→ Exercise instructions
A – Reproduce the passage of the book review from "Adam Dalgleish missed" to "What’s To Like...".
B – Resume the review of the Adam Dalgleish mystery after its final sentence and continue writing it.

#### Document segment ####

Adam Dalgleish missed the boat. Father Baddeley, his boyhood curate, wrote to him asking him to come visit and give him some "professional advice". Since Dalgleish is a detective, it could be a criminal matter. Unfortunately, Dalgleish was laid up in the hospital, and by the time he got out and up to Toynton Grange, where the old curate lived, Father Baddeley had passed away.
No foul play is suspected, but now it seems a suspicious amount of dying is going on there. It “feels” like murders are being committed, but where is the evidence or the motive?
What’s To Like...
The setting is neat; Toynton Grange is kind of a hospice for terminally-ill wheelchair-bound patients. It’s a small operation – only five patients by the time Dalgleish gets there, plus a staff of eight or so. That makes for a nice number of suspects. And while some of the characters were more congenial than others; there were no blatant “black hats”. So the suspect list remains sizable throughout the book, shrinking only whenever another body is discovered.

#### Dataset ####

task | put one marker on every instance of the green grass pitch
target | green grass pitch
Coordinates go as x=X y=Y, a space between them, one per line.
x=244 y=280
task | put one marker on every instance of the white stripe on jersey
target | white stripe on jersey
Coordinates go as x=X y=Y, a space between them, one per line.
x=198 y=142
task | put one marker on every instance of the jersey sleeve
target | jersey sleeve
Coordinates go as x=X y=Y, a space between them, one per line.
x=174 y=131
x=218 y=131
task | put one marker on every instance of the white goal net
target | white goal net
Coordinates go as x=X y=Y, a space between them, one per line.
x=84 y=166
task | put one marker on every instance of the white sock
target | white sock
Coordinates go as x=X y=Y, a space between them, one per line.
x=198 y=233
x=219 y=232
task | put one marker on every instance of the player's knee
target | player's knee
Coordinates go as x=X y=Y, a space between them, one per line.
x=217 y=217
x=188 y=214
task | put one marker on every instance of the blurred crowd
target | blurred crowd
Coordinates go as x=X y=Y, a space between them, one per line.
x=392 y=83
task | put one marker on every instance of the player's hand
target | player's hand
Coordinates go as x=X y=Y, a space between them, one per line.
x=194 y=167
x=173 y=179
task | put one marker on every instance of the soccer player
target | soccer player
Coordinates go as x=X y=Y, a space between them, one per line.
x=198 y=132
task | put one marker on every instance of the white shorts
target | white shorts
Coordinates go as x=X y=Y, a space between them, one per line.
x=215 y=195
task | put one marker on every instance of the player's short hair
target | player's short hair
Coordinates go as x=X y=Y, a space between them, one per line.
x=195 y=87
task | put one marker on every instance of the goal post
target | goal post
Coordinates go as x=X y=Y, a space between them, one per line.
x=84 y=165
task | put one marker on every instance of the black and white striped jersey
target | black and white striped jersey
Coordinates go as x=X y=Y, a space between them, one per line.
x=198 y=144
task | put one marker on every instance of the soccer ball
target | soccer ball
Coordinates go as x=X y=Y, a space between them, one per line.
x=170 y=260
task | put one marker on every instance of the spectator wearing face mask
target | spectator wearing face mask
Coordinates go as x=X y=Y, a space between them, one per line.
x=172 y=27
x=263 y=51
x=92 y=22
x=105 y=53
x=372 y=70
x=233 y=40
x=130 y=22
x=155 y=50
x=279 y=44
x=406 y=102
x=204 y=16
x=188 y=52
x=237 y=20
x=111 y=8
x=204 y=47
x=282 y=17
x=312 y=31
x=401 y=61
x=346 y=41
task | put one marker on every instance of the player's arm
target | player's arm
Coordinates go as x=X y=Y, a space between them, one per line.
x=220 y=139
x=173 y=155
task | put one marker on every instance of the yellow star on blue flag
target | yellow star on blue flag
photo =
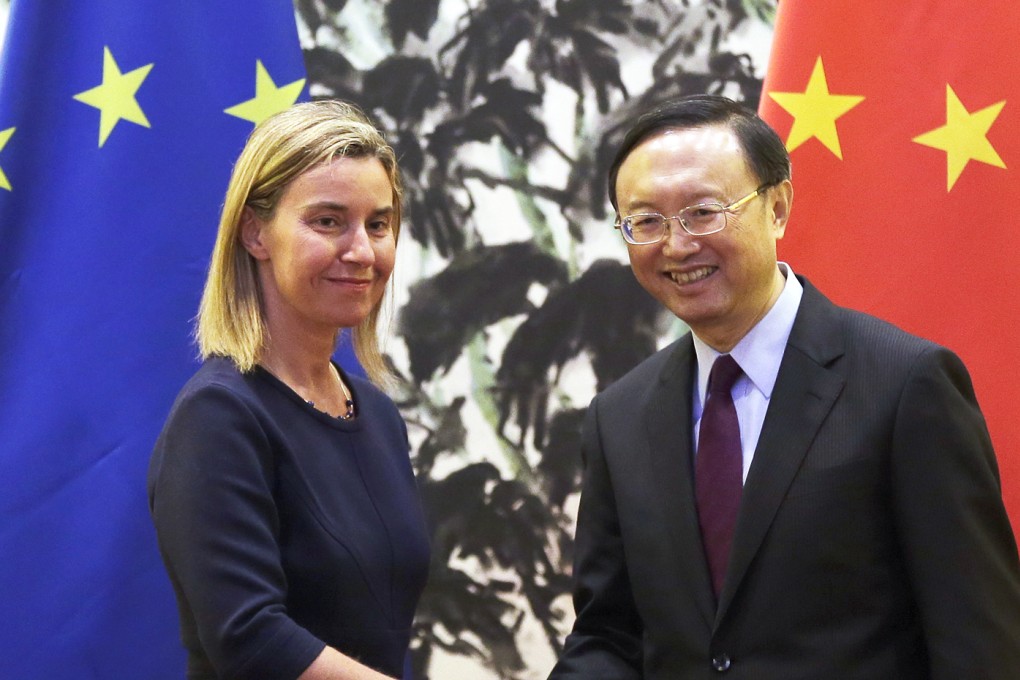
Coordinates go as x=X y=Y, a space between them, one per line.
x=5 y=135
x=115 y=97
x=268 y=98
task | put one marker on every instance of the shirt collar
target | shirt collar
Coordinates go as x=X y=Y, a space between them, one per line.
x=760 y=352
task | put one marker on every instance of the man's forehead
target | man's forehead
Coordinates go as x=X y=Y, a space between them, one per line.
x=702 y=139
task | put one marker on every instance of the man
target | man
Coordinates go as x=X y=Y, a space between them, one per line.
x=847 y=524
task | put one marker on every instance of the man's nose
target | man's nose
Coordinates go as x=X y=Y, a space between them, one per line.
x=677 y=243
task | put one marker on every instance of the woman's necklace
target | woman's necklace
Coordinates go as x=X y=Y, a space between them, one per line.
x=348 y=397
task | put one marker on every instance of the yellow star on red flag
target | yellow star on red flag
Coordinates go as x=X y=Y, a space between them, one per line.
x=115 y=97
x=815 y=111
x=4 y=137
x=964 y=137
x=268 y=98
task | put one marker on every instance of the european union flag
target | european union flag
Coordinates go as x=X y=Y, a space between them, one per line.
x=119 y=121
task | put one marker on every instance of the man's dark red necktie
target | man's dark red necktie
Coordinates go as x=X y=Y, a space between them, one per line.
x=718 y=468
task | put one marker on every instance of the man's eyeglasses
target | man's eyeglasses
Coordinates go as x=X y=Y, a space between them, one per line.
x=698 y=220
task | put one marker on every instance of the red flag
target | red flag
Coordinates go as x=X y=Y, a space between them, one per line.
x=903 y=120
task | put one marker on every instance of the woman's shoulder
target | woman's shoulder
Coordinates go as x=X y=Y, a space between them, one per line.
x=217 y=384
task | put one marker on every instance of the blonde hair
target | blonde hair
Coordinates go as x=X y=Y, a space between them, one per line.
x=231 y=316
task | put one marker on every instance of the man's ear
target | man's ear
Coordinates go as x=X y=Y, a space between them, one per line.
x=252 y=229
x=779 y=206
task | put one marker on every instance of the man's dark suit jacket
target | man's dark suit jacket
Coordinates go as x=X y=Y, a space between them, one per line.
x=871 y=542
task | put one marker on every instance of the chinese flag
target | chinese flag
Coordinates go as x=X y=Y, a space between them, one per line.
x=903 y=121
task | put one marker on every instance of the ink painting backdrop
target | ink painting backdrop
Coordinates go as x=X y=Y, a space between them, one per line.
x=513 y=301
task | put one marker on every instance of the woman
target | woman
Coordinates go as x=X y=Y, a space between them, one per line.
x=281 y=488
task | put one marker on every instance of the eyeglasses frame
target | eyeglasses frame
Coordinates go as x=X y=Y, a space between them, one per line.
x=732 y=207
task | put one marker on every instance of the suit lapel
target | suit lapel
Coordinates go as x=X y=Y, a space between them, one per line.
x=669 y=447
x=804 y=395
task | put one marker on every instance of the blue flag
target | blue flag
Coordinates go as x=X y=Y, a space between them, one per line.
x=119 y=122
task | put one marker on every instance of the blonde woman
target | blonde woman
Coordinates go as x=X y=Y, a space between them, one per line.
x=281 y=487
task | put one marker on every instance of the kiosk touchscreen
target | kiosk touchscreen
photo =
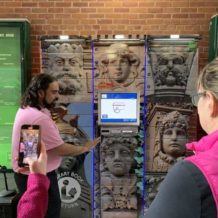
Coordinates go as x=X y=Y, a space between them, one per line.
x=118 y=108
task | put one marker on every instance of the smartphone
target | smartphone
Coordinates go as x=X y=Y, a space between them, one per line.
x=29 y=145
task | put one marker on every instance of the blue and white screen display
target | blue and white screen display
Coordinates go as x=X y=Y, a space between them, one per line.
x=119 y=108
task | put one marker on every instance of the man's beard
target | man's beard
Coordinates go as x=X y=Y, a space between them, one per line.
x=49 y=105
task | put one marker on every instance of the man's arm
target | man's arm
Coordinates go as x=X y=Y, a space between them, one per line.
x=74 y=150
x=34 y=202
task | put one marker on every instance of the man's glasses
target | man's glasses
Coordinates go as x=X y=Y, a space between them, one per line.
x=196 y=97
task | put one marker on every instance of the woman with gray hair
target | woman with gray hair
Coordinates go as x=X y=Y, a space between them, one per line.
x=190 y=189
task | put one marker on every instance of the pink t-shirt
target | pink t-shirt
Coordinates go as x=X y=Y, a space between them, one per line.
x=49 y=134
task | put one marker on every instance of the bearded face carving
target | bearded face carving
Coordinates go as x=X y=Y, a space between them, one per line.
x=66 y=64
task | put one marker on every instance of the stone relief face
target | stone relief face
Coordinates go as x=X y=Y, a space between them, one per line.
x=173 y=141
x=118 y=68
x=171 y=69
x=65 y=63
x=118 y=159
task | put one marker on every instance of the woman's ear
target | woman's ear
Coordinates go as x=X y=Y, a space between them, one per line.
x=213 y=105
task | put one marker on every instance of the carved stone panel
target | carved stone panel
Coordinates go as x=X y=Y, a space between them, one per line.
x=166 y=136
x=118 y=180
x=171 y=68
x=71 y=63
x=119 y=66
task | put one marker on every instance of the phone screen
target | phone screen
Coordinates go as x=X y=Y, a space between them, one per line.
x=29 y=143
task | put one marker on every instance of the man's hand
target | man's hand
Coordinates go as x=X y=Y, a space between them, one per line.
x=39 y=165
x=91 y=144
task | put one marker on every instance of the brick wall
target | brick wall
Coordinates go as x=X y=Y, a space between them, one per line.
x=93 y=17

####

→ Numbered answers
A –
Adam Dalgleish missed the boat. Father Baddeley, his boyhood curate, wrote to him asking him to come visit and give him some "professional advice". Since Dalgleish is a detective, it could be a criminal matter. Unfortunately, Dalgleish was laid up in the hospital, and by the time he got out and up to Toynton Grange, where the old curate lived, Father Baddeley had passed away.
No foul play is suspected, but now it seems a suspicious amount of dying is going on there. It “feels” like murders are being committed, but where is the evidence or the motive?
What’s To Like...

B –
The writing style is “flowery”, especially at the beginning. I found it distracting, although things got better once Dalgleish started his investigation. There were also a whole bunch of descriptive passages; which slowed things down more than they set the scene. There are clues to be found amongst the flowers and the descriptions, but both Dalgleish and I missed them.
The ending was good – neither too obvious nor too arbitrary. It was nice to get acquainted with Dalgleish, despite him being yet another fictional sleuth burnt out and contemplating retiring from the force. The book is a stand-alone, and it’s hard to say if I was missing anything by not reading the series in order.
Kewlest New Word...
Minatory : Expressing or conveying a threat; e.g. : a "minatory finger-wagging”.
Excerpts...
Mogg, his greatest and, she sometimes thought, his only friend, had been christened Morgan Evans but preferred to use his nickname, regarding it as more appropriate to a poet of the people’s struggle. It was not that Mogg struggled greatly himself; indeed Ursula had never met anyone who drank and ate so resolutely at other people’s expense. He chanted his confused battle cries to anarchy and hatred in local pubs where his hairy and sad-eyed followers listened in silence or spasmodically banged the table with their beer mugs amid grunts of approval. (pg. 37 )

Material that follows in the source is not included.